▶ Metin parçası:
☆ ☆ ☆

Yazdığımız her şey özel hayatlarımızdan izler taşır. Yazar
bunu zaten bilir, yazarı yakından tanıyanlar da detaylardan anlar. Açıkçası ben
yazmanın bu yönünü hep kısıtlayıcı bulurum. Maalesef eskiden beri her yazdığımı
bu yönüyle ince bir süzgeçten geçirmeye çalışırım. Ama şimdi ilginizi çekerse kişisel
bir hikâyeyi, EYT’ye nasıl takılamadığımın hikayesini, becerebilirsem, isim
vermeden anlatmaya çalışacağım.
1993 yılında lise öğretmenlerimin çok da memnun olmadığı bir
tercih yaparak iletişim fakültesini kazandım. Memnun değillerdi çünkü
gazeteciliğin kadınlara, özellikle de başörtülü kadınlara uygun olmadığı
kanaatindeydiler. Beni ilahiyat ya da eğitim fakültesine yönlendirmek
istediler, yazmayı, araştırmayı sevdiğim için gazetecilik okumak istedim.
Memleket karışıktı (hep karışık zaten), araştırılacak çok konu vardı. Hele 1993
yılının siyasi cinayetlerle, faili meçhullerle, kısacası karanlık olaylarla
dolu ortamı insanın araştırma duygusunu kışkırtıyordu. Bir yerinden başlarım
diye düşündüm. Yasaklar, özgür olması gerektiğini düşündüğüm fakültemize de
girdi ve okulumu başörtüsü yasaklarının gölgesinde bitirdim. Yüksek lisans
hayallerim yasağa takıldı, ben de çok ısrar etmeyip doğrudan mesleğe yöneldim.

☆ ☆ ☆

▶ Kısa görev A:
Kayıtlarda "white" dizesini içeren kaç satır bulunduğunu söyleyin ve yalnızca sayıyı yazın. Büyük ve küçük harf ayrımı dikkate alınsın.

▶ Kaynak veriler:
☆ ☆ ☆

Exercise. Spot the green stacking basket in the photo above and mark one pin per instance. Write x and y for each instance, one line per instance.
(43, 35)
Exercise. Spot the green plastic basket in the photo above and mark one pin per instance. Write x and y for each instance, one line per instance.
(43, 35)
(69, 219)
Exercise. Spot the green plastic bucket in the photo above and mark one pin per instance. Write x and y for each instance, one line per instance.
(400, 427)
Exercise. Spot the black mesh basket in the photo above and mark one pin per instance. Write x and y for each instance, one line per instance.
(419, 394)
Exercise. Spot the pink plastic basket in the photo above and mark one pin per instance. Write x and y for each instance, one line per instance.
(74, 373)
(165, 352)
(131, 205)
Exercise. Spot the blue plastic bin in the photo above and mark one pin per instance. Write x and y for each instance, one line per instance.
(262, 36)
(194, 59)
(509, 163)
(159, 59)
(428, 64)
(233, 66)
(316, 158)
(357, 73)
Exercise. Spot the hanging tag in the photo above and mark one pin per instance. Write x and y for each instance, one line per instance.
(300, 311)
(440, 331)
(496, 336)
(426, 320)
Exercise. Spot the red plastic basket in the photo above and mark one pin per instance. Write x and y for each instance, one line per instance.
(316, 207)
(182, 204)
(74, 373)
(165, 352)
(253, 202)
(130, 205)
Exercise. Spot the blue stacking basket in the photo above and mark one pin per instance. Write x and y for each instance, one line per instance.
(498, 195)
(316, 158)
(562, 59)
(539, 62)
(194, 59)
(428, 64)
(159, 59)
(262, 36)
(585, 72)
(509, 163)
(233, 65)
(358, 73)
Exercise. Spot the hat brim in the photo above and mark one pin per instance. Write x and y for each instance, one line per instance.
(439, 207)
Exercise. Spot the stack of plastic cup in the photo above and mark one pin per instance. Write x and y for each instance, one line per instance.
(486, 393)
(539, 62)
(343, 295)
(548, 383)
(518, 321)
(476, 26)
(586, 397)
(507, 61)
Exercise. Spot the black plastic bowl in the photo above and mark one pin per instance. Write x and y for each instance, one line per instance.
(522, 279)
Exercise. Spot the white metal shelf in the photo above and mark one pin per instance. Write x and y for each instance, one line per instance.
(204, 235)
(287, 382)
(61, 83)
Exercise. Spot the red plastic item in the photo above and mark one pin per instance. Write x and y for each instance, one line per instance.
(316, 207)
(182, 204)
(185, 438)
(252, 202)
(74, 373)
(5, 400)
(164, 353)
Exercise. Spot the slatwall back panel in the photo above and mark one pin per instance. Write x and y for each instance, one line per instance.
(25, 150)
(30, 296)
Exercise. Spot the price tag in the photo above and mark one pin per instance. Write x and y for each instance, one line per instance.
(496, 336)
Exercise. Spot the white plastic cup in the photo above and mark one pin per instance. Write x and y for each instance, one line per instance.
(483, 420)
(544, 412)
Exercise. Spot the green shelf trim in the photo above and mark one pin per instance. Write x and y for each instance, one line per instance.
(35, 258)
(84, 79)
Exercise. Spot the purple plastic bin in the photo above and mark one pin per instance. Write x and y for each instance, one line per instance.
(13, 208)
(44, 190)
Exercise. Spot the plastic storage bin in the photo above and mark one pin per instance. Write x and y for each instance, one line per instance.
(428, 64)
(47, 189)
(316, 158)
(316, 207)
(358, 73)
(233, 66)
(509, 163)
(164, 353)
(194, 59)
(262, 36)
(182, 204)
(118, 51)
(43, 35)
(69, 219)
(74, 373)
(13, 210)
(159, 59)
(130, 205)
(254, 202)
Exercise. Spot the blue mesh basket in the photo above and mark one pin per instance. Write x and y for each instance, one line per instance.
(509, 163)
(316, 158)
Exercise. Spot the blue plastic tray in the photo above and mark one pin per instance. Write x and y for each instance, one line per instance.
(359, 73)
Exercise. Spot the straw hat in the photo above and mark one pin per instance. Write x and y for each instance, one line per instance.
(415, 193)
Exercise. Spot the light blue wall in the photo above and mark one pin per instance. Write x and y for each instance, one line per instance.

☆ ☆ ☆

▶ Kısa görev B:
EYT'ye takılamamanın hikâyesini anlatan metni kaldığı yerden sürdürün.

▶ Yazılı cevap A:
2

▶ Yazılı cevap B:
Stajyerliğimi yapmak için 1996’da işe başladığım gazetede
hevesle ufak tefek haberler yazıp kendime bir yer edinmeye çalıştım. Dokuz
aylık bir “staj”ın sonunda sigorta girişim yapıldı. Her ne kadar basın emekçisi
olarak değil, bir işçi olarak sigortalandıysam da bu ayrım o sırada gözüme çok
önemli görünmemişti. Küçük ölçekli bir kurtlar sofrası hissiyatı yaşatan Ankara
temsilciliğinde herkes ama en çok başörtülü muhabirler tutunma mücadelesi
veriyorlardı. Başka arkadaşlarımın aksine başlangıçtan itibaren belli bir alana
yönlendirilmek yerine joker olarak tutuldum. Ücra bir yerde tasavvuf musikisi
konseri varsa, büyük siyasi partilere bakan muhabirler rahatsızsa ya da daha
önemli işleri varsa, TBMM’de grubu olmayan küçük partiler basın toplantısı yaparsa
o haberlere gönderilirdim. Bir süre redaktörlük, bir süre istihbarat şefliği,
hatta bir süre haber müdürü vekilliği dahi yaptım. Gazetenin bütün haber
birimlerini ekonomi hariç dolaştım, emek verdim. Eşimle o sıralarda evlendim.
Bütün büro düğünümüze geldi. Artık yerimi sağlamlaştırmışımdır sanırken bir
şekilde sigortamın kesildiğini ve o sıradaki yöneticinin beni “işten biri
çıkarılacaksa bunlar çıkarılsın” listesine aldığını öğrendim. “Nasıl olur?” falan
derken, “seni tanımıyorduk, sigortanı yeniden başlatalım, maaşına azıcık zam
yapalım, bizimle çalışmaya devam et” denildi. Benim iki yılı doldurduğunu
sandığım ama sadece altı ayı bulan sigortam yeniden başlatıldı.
“Evin
kızı” olmak her daim mağduriyet mi getirir?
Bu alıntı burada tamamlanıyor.